Since the establishment of the share repurchase program in August 2015 through Feb. 8, 2016, Apollo has repurchased approximately $62.4 million of stock, representing 4.5% of initial shares outstanding. This has yielded $0.07 of per share accretion to NAV. While Fitch appreciates the motivation for the stock buyback, meaningful share repurchases are viewed unfavorably given the firm's current leverage levels. Fitch would view a reduction in debt, via portfolio proceeds, favorably.

Fitch believes Apollo has been successful improving its funding flexibility in recent years, and 61% of its total debt was unsecured as of Dec. 31, 2015. However, this is expected to decline to 46.5%, on a pro forma basis, following the refinancing of $200 million of convertible notes with secured revolver borrowings, which occurred in January 2016. Apollo has another $29 million of secured term notes due in September 2016, which Fitch believes will be refinanced with secured revolver borrowings and/or portfolio proceeds. Borrowing capacity on the corporate revolver will decline from approximately $798.5 million at year-end 2015, given the convertible note maturity mentioned above.

Apollo's core operating performance is under pressure and expected to remain so over the remainder of calendar 2016. Interest income declined in the first nine months of fiscal 2016 with a reduction in the size of the interest-bearing portfolio, an increase in non-accrual levels, and a decline in prepayment fees. This dynamic is likely to continue as energy investments remain under pressure and leverage levels limit growth prospects. Apollo's earnings yields remain in-line with the peer group, but are benefiting from the management and incentive fee waivers that have been in place since April 2012. Further benefits will be realized from lower interest costs, given the refinancing of fixed cost debt on the corporate revolver, and from management fee offsets related to the adviser's sub-advisory agreement with CION Investment Corporation.

### SOURCE MATERIAL
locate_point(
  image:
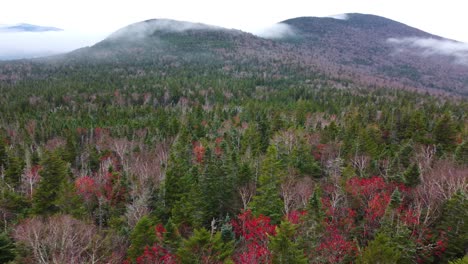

### TASK STATEMENT
Carry on the Fitch commentary on Apollo from its last sentence, the one about management fee offsets tied to the sub-advisory agreement with CION Investment Corporation. The lines above are not needed for this.

### RESPONSE TO THIS TASK
Net investment income per share continues to exceed dividends declared, and, in 2016, will benefit from the refinancing of higher-cost debt on the corporate revolver ($0.06 per share annually), but revenues are likely to remain under pressure given current leverage levels and the potential for increased non-accruals, particularly in energy. Additionally, cash earnings coverage of the dividend is likely to decline, as non-cash income, like paid-in-kind interest, is elevated compared to peers and could increase further with portfolio company strain. Furthermore, dividend coverage on a taxable income basis is considered weak, given the amount of realized losses recognized by the firm, aggregating to nearly $1.2 billion since 2005.

RATING SENSITIVITIES

IDRs AND SENIOR DEBT

Apollo's ratings could be downgraded should leverage ratios not decline to a level commensurate with the risk of the portfolio. A weakening liquidity profile, deterioration in asset quality (particularly in non-energy investments), material expansion of sector (eg aircraft leasing, structured product) or industry (eg oil & gas) concentrations, and/or an inability to cover dividends with core earnings could also result in a ratings downgrade.

A revision of the Outlook to Stable will be dependent upon the management of leverage at a more appropriate level, the absence of material losses (realized or unrealized) or credit deterioration, particularly in the oil & gas portfolio, structured products, equity investments, and 2013-2015 portfolio vintages, which have been originated in a more challenging market environment. A reduction in portfolio concentrations, improved operating performance, and an improvement in dividend coverage on a taxable income basis could also yield positive rating momentum.

Headquartered in New York, NY, Apollo is an externally managed BDC, organized on Feb. 2, 2004. As of Dec. 31, 2015, the company had investments in 95 portfolio companies amounting to approximately $3.1 billion.

Fitch has downgraded the following ratings:

Apollo Investment Corporation
--Long-term IDR to 'BBB-' from 'BBB';
--Senior Secured Debt to 'BBB-' from 'BBB'; and
--Senior Unsecured Debt to 'BBB-' from 'BBB'.

The Rating Outlook is Negative.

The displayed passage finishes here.